▸ What you should do: Write out the lines again, starting at the line that has "[ steel cable rig ]" and stopping after the last of the items, and swap "reflective" for "polished" while leaving everything else as is.

▸ The input:
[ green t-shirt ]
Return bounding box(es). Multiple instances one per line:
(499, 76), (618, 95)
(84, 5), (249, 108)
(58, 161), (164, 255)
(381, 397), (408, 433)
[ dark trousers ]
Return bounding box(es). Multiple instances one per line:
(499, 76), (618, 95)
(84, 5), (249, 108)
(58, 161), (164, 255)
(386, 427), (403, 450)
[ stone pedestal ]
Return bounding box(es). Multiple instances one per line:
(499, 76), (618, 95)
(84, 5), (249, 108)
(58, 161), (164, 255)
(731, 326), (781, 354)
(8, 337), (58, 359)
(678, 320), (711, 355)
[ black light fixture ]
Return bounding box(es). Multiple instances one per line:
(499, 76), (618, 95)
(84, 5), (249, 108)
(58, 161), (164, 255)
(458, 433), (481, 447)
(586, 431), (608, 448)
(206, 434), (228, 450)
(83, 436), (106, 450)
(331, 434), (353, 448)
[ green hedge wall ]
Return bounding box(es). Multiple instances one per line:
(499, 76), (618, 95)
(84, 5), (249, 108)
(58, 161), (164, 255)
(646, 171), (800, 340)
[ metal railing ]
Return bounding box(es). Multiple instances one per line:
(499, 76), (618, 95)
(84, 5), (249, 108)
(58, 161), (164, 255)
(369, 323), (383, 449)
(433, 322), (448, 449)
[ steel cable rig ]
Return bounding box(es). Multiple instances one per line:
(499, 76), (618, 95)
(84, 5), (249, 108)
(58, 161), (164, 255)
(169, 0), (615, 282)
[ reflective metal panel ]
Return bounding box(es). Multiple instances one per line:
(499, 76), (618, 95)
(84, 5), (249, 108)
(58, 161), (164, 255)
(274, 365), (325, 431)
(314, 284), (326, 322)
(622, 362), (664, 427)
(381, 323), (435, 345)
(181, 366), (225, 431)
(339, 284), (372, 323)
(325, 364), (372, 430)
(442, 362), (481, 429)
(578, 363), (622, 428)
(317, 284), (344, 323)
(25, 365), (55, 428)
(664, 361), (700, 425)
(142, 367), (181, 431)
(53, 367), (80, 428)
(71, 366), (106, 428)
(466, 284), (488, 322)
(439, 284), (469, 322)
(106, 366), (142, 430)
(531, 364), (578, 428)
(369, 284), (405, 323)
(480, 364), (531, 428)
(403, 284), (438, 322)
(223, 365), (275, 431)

▸ Solution:
[ steel cable rig ]
Return bounding box(es). Multiple instances one per line:
(499, 76), (618, 95)
(84, 5), (249, 108)
(58, 161), (164, 255)
(169, 0), (615, 282)
[ polished metal panel ]
Return bounding box(es). Multiple instances one per line:
(499, 76), (618, 95)
(84, 5), (249, 108)
(58, 161), (164, 255)
(274, 365), (325, 431)
(314, 284), (326, 322)
(622, 362), (664, 427)
(381, 323), (435, 345)
(181, 366), (225, 431)
(339, 284), (372, 323)
(325, 364), (372, 430)
(442, 362), (481, 429)
(578, 363), (622, 428)
(317, 284), (344, 323)
(25, 365), (55, 428)
(664, 361), (700, 425)
(142, 367), (181, 431)
(53, 367), (80, 428)
(71, 366), (106, 428)
(466, 284), (488, 322)
(439, 284), (469, 322)
(106, 366), (142, 430)
(531, 364), (578, 428)
(369, 284), (405, 323)
(480, 364), (531, 428)
(403, 284), (438, 322)
(223, 365), (275, 431)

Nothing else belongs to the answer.